▸ Direction: Reproduce in full, word for word, the patent record on copy-resistant paper given below.

** Start of Text excerpt **

EP0281350B1

EP0281350B1 - Paper resistant to photocopying and/or transmission by telefacsimile

Info

Publication number: EP0281350B1
Application number: EP88301745A
Authority: EP
Inventors: Ashavir Gundjian
Original assignee: Nocopi International Inc
Current assignee: Nocopi International Inc
Priority date: 1987-02-27
Filing date: 1988-02-29
Publication date: 1993-07-07
Anticipated expiration: 2008-02-29
Also published as: JPS63314583A; DE3882155D1; EP0281350A1; GB8704664D0; ATE91352T1; JP2724148B2; DE3882155T2; CA1320981C; US4867481A

Abstract

Paper is provided with resistance to photocopying or tran smission by telefacsimile by spatial spectral modulation of the paper reflectance at a specific single or preferably multiple frequencies. Such paper has a coloured pattern of at least two colours repeating in at least one dimension of a face of a paper with at least one frequency in the range of from about 0.5 to about 50 times per cm. The colours contrast with black or similar dark colour to permit black or similar dark coloured information to be visibly readable when applied to the coloured pattern. The colours also cooperate with such information to provide a document resistant to photocopying and transmission by telefacsimile.

Description

This invention relates to copy-proof security paper, that is to say paper which, when carrying information in a conventional black or similar dark colour, cannot be readily photocopied or transmitted by telefacsimile in a visually readable manner.

** End of Text excerpt **
** Start of Recorded data **

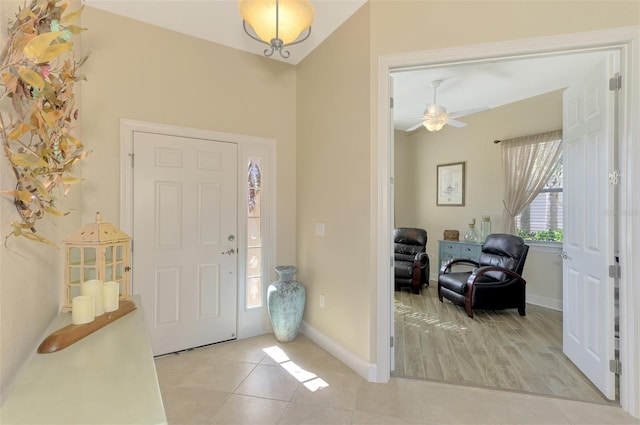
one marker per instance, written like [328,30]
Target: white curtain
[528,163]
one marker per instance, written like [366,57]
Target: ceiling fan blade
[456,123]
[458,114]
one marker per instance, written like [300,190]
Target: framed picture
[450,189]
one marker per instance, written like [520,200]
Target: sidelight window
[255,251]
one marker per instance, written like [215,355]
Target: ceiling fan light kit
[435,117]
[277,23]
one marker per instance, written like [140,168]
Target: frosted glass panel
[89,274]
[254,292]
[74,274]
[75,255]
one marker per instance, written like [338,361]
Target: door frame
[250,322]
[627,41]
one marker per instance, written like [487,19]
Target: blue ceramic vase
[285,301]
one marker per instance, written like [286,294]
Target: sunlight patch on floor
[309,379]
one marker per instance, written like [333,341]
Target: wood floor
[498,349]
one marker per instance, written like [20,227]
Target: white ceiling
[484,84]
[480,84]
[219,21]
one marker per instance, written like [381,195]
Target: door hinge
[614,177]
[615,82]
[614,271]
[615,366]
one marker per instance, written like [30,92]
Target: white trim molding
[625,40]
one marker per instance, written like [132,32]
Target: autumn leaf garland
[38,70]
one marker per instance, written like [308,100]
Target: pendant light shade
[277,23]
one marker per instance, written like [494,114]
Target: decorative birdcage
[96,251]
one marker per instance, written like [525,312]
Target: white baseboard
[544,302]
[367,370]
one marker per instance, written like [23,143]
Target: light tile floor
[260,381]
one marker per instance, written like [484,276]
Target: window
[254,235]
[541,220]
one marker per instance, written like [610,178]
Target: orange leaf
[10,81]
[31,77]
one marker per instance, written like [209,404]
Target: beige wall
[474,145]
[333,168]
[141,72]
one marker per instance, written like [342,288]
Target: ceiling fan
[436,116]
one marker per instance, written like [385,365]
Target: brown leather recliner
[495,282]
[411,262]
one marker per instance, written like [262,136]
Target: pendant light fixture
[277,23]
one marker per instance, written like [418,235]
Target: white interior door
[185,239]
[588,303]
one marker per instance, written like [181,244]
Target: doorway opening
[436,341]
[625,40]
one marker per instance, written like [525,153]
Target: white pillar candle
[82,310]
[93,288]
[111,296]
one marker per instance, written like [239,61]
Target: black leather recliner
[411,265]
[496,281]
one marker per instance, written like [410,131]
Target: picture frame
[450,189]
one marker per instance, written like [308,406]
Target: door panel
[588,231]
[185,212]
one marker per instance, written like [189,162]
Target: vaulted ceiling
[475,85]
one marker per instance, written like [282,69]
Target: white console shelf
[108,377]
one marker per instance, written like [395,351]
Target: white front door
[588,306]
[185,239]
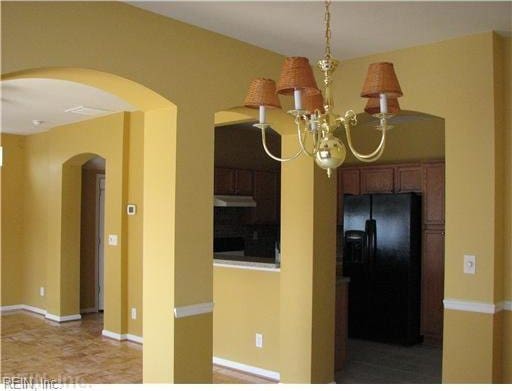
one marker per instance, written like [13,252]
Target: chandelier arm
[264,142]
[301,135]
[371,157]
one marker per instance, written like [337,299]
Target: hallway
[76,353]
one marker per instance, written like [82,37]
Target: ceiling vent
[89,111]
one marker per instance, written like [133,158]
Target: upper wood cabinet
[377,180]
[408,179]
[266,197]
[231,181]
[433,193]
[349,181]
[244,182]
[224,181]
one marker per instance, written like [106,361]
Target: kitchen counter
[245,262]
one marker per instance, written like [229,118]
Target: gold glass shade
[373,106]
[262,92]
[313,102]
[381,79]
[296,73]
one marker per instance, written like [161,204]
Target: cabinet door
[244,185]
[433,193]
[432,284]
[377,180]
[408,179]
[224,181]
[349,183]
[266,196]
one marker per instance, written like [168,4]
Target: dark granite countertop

** End of Recorded data **
** Start of Recorded data **

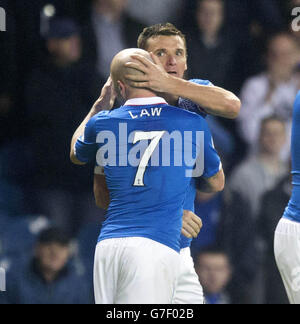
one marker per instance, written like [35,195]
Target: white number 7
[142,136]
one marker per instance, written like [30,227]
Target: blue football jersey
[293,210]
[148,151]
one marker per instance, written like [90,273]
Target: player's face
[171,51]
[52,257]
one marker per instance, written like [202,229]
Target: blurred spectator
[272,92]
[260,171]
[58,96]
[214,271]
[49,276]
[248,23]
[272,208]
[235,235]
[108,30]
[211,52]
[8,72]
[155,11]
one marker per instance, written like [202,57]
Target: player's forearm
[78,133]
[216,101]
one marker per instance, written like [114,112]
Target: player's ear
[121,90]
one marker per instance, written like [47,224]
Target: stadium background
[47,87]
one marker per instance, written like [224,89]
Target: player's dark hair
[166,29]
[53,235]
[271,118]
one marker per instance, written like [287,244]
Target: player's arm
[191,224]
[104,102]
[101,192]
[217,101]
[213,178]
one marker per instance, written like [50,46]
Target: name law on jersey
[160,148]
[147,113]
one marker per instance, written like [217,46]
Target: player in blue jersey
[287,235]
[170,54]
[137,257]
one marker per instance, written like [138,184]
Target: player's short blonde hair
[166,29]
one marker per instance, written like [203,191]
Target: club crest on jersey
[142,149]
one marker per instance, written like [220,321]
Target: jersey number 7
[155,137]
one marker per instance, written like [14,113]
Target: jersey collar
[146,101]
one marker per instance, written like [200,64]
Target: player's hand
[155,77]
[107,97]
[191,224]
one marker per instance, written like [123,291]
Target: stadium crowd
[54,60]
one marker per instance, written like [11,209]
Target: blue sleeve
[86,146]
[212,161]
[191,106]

** End of Recorded data **

▸ Task output:
EP0281350B1

EP0281350B1 - Paper resistant to photocopying and/or transmission by telefacsimile

Info

Publication number: EP0281350B1
Application number: EP88301745A
Authority: EP
Inventors: Ashavir Gundjian
Original assignee: Nocopi International Inc
Current assignee: Nocopi International Inc
Priority date: 1987-02-27
Filing date: 1988-02-29
Publication date: 1993-07-07
Anticipated expiration: 2008-02-29
Also published as: JPS63314583A; DE3882155D1; EP0281350A1; GB8704664D0; ATE91352T1; JP2724148B2; DE3882155T2; CA1320981C; US4867481A

Abstract

Paper is provided with resistance to photocopying or tran smission by telefacsimile by spatial spectral modulation of the paper reflectance at a specific single or preferably multiple frequencies. Such paper has a coloured pattern of at least two colours repeating in at least one dimension of a face of a paper with at least one frequency in the range of from about 0.5 to about 50 times per cm. The colours contrast with black or similar dark colour to permit black or similar dark coloured information to be visibly readable when applied to the coloured pattern. The colours also cooperate with such information to provide a document resistant to photocopying and transmission by telefacsimile.

Description

This invention relates to copy-proof security paper, that is to say paper which, when carrying information in a conventional black or similar dark colour, cannot be readily photocopied or transmitted by telefacsimile in a visually readable manner.